*Task brief*. Retype the part of the entries below that opens with the line containing "Please put a point on the dark" and runs through the end of the entries, keeping the pictures out of your copy.

*Data for processing*.
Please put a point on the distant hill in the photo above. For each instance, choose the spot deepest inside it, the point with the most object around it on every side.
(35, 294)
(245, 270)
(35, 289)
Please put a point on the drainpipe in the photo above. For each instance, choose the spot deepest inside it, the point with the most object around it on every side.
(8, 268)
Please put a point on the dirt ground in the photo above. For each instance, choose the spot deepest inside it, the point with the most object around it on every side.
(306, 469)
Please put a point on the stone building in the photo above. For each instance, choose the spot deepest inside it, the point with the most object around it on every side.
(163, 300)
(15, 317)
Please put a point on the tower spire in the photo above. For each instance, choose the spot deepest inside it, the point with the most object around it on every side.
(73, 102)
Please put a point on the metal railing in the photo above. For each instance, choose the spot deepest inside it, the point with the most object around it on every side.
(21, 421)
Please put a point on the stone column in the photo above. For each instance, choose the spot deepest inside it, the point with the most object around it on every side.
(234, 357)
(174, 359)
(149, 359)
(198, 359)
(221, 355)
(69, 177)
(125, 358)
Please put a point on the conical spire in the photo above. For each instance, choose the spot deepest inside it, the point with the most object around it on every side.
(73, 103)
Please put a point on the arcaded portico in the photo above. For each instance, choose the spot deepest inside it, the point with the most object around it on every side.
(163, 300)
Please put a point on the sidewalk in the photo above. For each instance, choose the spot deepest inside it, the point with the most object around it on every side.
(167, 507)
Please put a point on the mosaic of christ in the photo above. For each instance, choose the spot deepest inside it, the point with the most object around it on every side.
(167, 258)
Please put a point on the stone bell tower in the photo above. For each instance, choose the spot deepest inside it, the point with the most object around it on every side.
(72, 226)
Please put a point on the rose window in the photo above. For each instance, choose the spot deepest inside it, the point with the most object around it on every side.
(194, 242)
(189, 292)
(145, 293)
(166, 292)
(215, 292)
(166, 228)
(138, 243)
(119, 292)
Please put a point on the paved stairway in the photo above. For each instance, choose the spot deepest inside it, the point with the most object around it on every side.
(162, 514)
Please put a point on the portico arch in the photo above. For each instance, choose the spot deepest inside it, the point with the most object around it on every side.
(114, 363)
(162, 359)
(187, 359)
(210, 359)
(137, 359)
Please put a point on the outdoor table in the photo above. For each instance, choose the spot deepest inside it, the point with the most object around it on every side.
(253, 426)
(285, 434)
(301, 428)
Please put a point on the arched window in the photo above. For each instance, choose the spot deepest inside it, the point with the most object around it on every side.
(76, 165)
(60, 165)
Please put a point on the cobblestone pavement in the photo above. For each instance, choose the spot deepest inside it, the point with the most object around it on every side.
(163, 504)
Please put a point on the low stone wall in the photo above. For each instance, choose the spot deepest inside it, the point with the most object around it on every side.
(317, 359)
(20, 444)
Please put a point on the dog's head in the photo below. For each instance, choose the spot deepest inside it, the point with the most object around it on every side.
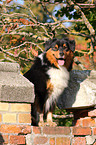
(59, 52)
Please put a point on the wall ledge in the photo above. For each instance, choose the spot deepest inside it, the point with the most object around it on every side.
(13, 86)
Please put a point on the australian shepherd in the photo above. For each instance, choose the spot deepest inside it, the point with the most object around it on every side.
(50, 75)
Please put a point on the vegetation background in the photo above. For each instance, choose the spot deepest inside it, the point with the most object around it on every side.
(25, 26)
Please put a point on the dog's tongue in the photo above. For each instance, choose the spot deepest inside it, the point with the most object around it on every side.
(61, 62)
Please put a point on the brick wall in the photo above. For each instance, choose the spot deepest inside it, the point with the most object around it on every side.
(16, 129)
(15, 122)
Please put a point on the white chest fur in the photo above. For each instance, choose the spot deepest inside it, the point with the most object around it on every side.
(59, 79)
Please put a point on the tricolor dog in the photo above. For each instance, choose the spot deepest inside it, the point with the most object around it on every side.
(50, 75)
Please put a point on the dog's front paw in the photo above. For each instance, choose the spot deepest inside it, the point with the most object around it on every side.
(41, 124)
(50, 123)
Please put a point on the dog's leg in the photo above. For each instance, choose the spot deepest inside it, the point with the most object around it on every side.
(41, 121)
(50, 120)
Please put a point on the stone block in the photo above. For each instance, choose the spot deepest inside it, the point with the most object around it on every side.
(13, 86)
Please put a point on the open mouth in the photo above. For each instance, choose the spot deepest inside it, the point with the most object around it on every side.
(61, 61)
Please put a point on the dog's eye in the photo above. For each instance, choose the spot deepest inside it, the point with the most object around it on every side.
(55, 48)
(65, 47)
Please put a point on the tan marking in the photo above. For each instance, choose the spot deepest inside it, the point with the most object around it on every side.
(64, 45)
(69, 57)
(49, 116)
(49, 87)
(56, 46)
(51, 56)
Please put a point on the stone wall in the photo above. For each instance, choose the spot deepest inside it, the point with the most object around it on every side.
(16, 96)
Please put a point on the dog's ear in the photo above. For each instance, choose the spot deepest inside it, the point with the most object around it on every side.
(49, 43)
(72, 45)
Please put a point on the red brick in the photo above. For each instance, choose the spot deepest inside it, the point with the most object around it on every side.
(92, 113)
(56, 130)
(77, 122)
(94, 143)
(14, 139)
(88, 122)
(62, 141)
(20, 129)
(94, 131)
(52, 141)
(40, 140)
(36, 130)
(79, 141)
(3, 139)
(81, 131)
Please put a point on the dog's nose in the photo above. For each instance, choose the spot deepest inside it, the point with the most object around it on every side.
(61, 53)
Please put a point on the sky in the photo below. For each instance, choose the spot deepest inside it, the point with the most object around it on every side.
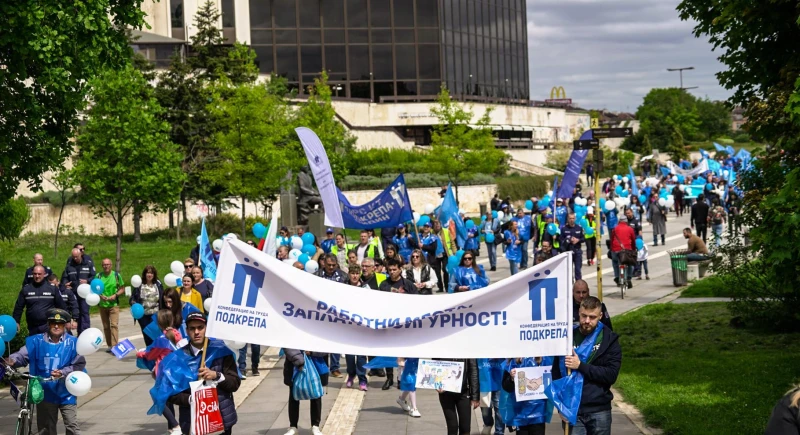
(610, 53)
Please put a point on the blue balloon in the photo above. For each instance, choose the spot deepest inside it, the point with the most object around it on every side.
(137, 311)
(308, 239)
(303, 258)
(308, 249)
(259, 230)
(97, 286)
(8, 328)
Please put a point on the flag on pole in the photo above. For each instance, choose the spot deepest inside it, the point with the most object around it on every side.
(207, 262)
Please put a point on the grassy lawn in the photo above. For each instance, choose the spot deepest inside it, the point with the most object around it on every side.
(708, 287)
(688, 372)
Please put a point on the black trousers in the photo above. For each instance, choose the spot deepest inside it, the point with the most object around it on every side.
(294, 410)
(701, 232)
(457, 412)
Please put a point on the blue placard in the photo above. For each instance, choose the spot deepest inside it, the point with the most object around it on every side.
(123, 348)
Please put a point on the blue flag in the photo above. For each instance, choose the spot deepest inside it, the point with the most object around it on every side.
(207, 262)
(389, 209)
(449, 213)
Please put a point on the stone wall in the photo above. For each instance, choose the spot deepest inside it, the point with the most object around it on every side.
(79, 218)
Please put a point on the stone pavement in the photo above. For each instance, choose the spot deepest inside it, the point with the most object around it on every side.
(119, 399)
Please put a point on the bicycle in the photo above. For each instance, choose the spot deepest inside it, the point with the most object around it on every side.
(27, 407)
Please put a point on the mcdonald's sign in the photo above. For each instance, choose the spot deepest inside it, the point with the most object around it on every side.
(558, 96)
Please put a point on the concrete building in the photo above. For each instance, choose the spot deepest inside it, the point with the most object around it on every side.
(387, 59)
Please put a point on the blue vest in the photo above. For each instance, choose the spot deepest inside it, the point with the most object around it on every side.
(45, 357)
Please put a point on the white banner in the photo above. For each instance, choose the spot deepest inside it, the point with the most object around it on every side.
(701, 168)
(259, 299)
(321, 168)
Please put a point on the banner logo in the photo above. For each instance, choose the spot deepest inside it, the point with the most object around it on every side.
(240, 275)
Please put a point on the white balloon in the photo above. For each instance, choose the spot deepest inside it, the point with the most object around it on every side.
(136, 280)
(84, 290)
(89, 341)
(296, 242)
(311, 266)
(176, 267)
(235, 345)
(78, 383)
(92, 299)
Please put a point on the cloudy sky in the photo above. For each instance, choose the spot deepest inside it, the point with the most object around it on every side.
(610, 53)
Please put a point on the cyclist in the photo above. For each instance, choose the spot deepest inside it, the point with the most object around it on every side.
(53, 354)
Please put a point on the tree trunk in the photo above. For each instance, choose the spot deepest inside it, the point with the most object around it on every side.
(137, 222)
(119, 241)
(243, 222)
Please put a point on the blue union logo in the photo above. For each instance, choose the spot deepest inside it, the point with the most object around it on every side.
(240, 274)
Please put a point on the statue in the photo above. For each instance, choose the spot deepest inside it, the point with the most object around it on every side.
(307, 197)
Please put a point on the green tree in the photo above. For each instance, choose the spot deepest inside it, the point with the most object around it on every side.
(461, 147)
(124, 154)
(317, 114)
(251, 130)
(48, 50)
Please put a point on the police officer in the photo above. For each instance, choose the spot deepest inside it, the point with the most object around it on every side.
(36, 299)
(38, 260)
(572, 237)
(79, 270)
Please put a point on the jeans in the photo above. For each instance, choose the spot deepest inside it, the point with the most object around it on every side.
(497, 421)
(457, 412)
(255, 355)
(595, 423)
(716, 229)
(514, 266)
(334, 365)
(492, 249)
(615, 265)
(355, 366)
(524, 248)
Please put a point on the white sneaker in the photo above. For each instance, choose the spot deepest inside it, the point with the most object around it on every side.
(403, 404)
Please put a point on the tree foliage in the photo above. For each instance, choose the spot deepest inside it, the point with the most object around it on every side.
(48, 50)
(461, 147)
(124, 153)
(758, 44)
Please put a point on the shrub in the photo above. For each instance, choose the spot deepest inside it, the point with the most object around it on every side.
(523, 188)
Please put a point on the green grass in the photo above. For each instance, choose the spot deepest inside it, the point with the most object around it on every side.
(689, 372)
(709, 287)
(155, 249)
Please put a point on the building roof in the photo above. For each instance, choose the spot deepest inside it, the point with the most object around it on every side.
(140, 37)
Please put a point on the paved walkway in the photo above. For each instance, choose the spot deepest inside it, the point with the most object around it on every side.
(119, 398)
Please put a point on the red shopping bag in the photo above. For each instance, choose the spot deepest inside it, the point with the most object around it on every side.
(204, 406)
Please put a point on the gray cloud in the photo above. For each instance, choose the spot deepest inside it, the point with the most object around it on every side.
(610, 53)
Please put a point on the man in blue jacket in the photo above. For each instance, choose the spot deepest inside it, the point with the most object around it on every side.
(599, 370)
(53, 354)
(524, 225)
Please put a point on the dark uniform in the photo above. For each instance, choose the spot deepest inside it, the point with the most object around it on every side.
(567, 233)
(36, 299)
(29, 274)
(73, 274)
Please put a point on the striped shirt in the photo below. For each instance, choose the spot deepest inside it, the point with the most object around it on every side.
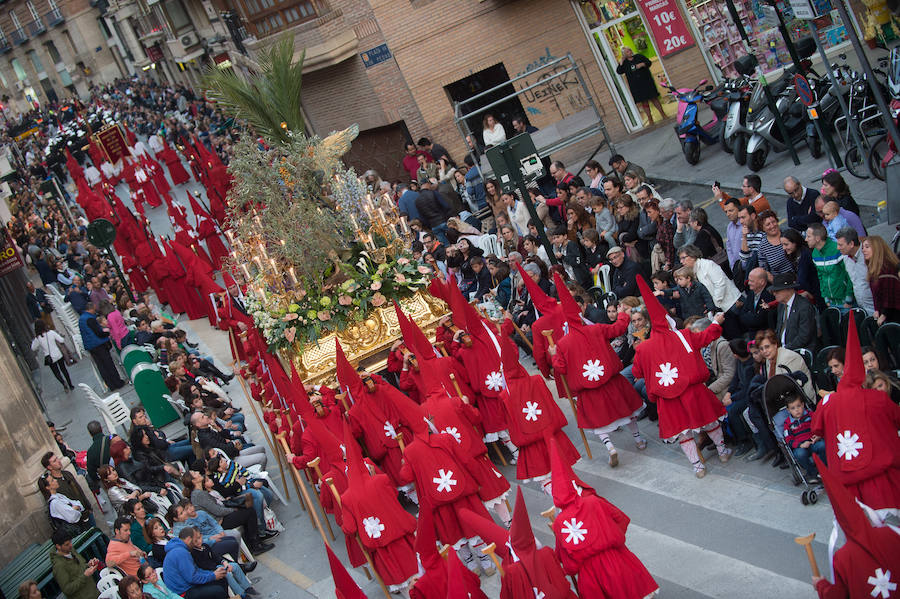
(772, 257)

*Output for this exercise*.
Please put a point on the dark uniform in the photo above. For each instance, choose the spot deepest inside it, the point with the most object around it on every side.
(567, 233)
(36, 299)
(29, 274)
(73, 274)
Please put a point on the striped shirt in the photo below. For each instance, choose the spot deepest inside it, the point with the most object around it on every side.
(772, 257)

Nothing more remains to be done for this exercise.